> PAGE:
— Begin —

So I think at the end of the day what I really want to say, is that I’m thankful. Even beyond thankful, for life and its amazing opportunities that have brought me back here in different shoes. I am thankful for the people who have colored my world and fostered my optimism that lives in the memories of this place – in the fact that I’m even back here in Sydney, writing this right now. Three years ago I naively signed up for a summer volunteer program that I found on google, and dragged my best guy friend to go along with me. Now, this program and organization is my life – my job, the places I travel to, my closest friendships, and even my boyfriend have all grown from that one decision. So I am thankful for my unpredictable life and the beautiful people in it, and for making that choice that landed me here in the first place, waking up in Sydney once again.

— End —

> WHAT THIS EXERCISE ASKS:
**1)** According to the passage about returning to Sydney, which things have grown from the writer's decision to sign up for the volunteer program? List each one.
**2)** Go on with the passage about returning to Sydney, starting after its final sentence.
The lines after this passage are separate material and are not part of it.

> DATASET EXTRACT:
— Begin —

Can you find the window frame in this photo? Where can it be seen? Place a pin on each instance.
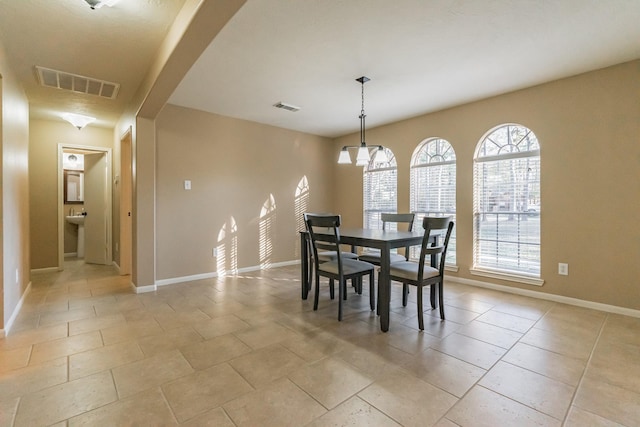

— End —

> ANSWERS TO THE EXERCISES:
**1)**
- my job
- the places I travel to
- my closest friendships
- my boyfriend

**2)**
Friday, April 8, 2011

Excerpts from My Paper Journal: Finding My Voice & Aboriginal Loneliness

Finding My Voice

Augh. What is wrong with me? Here I am in this beautiful place, in Australia, working a job for a cause I love, and yet somehow I feel unsettled.

...Well, maybe because unsettled is the very nature of where I life I am right now.

I want to write. I know that there's this huge piece of my voice that has passions and insights to share... but it pains me that I've only been able to share a little piece.

So why is that? What is really going on with my life right now? Well, I'm staying in an old-fashioned bungalow in a town full of people I don't relate to. Young moms, toothless old women, aboriginal people dressed in Jack Daniels t-shirts and walking the street barefoot and homeless. I'm alone, and I like to convince myself that it's okay, but sometimes it's difficult. Sometimes especially when I say goodnight to Shaun and can can only give him a virtual *hug* through a computer screen. Times when it's pouring rain outside, and I don't want to move from my comfy haven of food, suitcase and laptop to catch the 45 minute bus ride into campus.

Here I am, traveling, on the other side of the world, and all I really want is connection - with my family, my boyfriend, my close friends back home whose lives I only get bits and pieces of from facebook messages and brief Skype chats.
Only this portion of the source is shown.